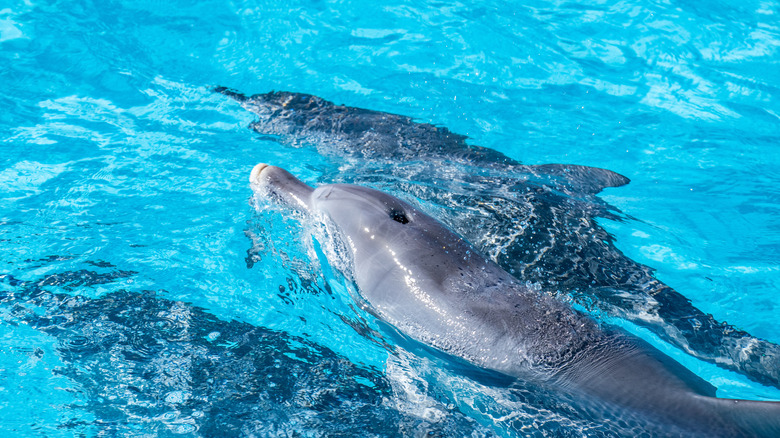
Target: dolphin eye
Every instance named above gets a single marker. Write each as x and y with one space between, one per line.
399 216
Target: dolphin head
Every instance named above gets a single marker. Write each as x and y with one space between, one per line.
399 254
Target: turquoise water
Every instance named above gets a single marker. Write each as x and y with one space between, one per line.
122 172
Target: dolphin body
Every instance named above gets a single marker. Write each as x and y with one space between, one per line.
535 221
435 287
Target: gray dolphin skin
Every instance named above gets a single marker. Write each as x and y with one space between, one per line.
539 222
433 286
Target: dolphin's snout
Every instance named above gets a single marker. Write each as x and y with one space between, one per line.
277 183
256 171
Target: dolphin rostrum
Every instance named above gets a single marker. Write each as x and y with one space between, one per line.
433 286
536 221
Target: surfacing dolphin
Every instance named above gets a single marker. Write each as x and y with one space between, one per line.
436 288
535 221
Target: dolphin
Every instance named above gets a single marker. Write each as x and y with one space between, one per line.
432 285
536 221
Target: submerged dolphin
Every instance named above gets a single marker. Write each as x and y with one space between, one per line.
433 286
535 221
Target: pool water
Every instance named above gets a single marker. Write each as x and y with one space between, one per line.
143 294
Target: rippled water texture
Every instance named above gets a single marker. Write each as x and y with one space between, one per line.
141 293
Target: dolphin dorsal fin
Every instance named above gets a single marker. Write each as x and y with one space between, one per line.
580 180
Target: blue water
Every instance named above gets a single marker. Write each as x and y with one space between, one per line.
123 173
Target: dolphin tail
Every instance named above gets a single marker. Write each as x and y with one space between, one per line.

#### SHORT PROBLEM:
Reproduce the rows verbatim, starting at the line that contains "Target: pool water" and ending at the final line of the rows, both included.

#### EXERCISE ANSWER:
Target: pool water
Every instance named above gets a single marker. Write each as x and y with one space between, one per line.
143 294
Target: rippled water texture
Every instance named above gets a single marker. Write each as x and y with one space between, one per line.
141 293
Target: dolphin dorsal fin
Every instance named above gets a single marker. Write each as x and y with one space between, one per line.
580 180
Target: blue water
Every instance named above gets a single marker. Write each as x and y with one space between, one per line.
123 173
Target: dolphin tail
Every instance named above gets a single marker. Write each as x and y with one space between, one per line.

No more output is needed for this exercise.